TEXT.
◇ ◇ ◇ ◇

Closed jdarcy closed 4 years ago
Not clear whether we can commit to having this done in the 3.12 timeframe.
Some earlier discussions on this subject: [1] http://lists.gluster.org/pipermail/gluster-devel/2016-January/047975.html [2] http://lists.gluster.org/pipermail/gluster-devel/2016-March/048539.html
@jdarcy What do you think of making a separate xlator for throttling instead of modifying io-threads to understand tags generated by another (tagging) xlator? I was thinking we should put all QoS related logic into one separate xlator, with options for changing the type of algorithm used. Does it make sense to use the token bucket filter approach ? (TBF is now a part of libglusterfs; I wrote some code to use it as an xlator on the brick to regulate self-heal traffic at a FOP level).
@raghavendrahg you might be interested in this.
I like the WFQ-type approach as a good starting point.
@jdarcy would the design support IOPS-based minimums? Thinking of the future, flash devices are much more consistent about IOPS, making QoS targets a bit easier. I think a model of min X IOPS w/ weights for excess would be a good long-term vision to get to.

◇ ◇ ◇ ◇

COLLECTED MATERIAL.
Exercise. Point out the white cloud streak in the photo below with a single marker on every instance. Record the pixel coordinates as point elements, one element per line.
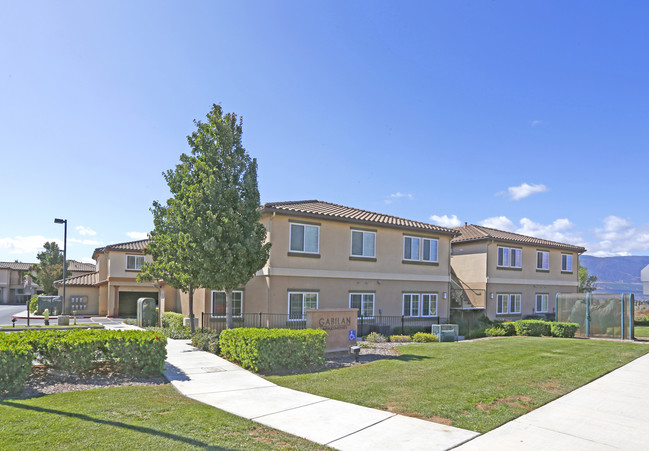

◇ ◇ ◇ ◇

TASK SET.
A – Quote the part of the QoS discussion that opens with the words containing "Closed jdarcy closed" and closes with "a FOP level).".
B – Extend the QoS discussion with further writing that picks up after its final sentence.
You can leave the lines aside; they aren't used for anything here.

ANSWERS GIVEN.
A –
Closed jdarcy closed 4 years ago
Not clear whether we can commit to having this done in the 3.12 timeframe.
Some earlier discussions on this subject: [1] http://lists.gluster.org/pipermail/gluster-devel/2016-January/047975.html [2] http://lists.gluster.org/pipermail/gluster-devel/2016-March/048539.html
@jdarcy What do you think of making a separate xlator for throttling instead of modifying io-threads to understand tags generated by another (tagging) xlator? I was thinking we should put all QoS related logic into one separate xlator, with options for changing the type of algorithm used. Does it make sense to use the token bucket filter approach ? (TBF is now a part of libglusterfs; I wrote some code to use it as an xlator on the brick to regulate self-heal traffic at a FOP level).

B –
@itisravi I'm not that enthused about creating a second translator to do queuing etc. Besides the overhead - including locks and allocations - of queuing twice, queuing for fairness and queuing to optimize back-end I/O are pretty closely related. Keeping all relevant information in one translator seems better to me. By contrast, the tagging doesn't incur the same kind of overhead or risk interfering with what we do in io-threads. It might also be useful for things besides scheduling, such as monitoring or implementing certain kinds of quota, so I'd say that does not belong in the same translator with the queue-management code.
@JohnStrunk I'm a pretty big fan of plain old-fashioned WFQ. A lot of the team is in love with (d)mclock, which is explicitly a WFQ variant but does support both minima and maxima as well. Fortunately, that part's easy to tweak later. Once we get the basic infrastructure - including configuration and metrics as well as the actual I/O path code - in place, switching between WFQ and DRR and anything else that comes along should be pretty straightforward.
In bitrot detection, throttling was needed to control the scrubbing. So a throttling mechanism was introduced with bit-rot detection. But the throttling is not a xlator and part of the bitrot scrubber as of now. And scaling up/down of the threads is admin configured. Based on the scrubbing moddle (normal, lazy and aggressive) threads are scaled up/down.
We can check if we can make the throttling mechanism a generic consumable thing (i.e. remove throttling from bit-rot scrubber and make it a part of libglusterfs)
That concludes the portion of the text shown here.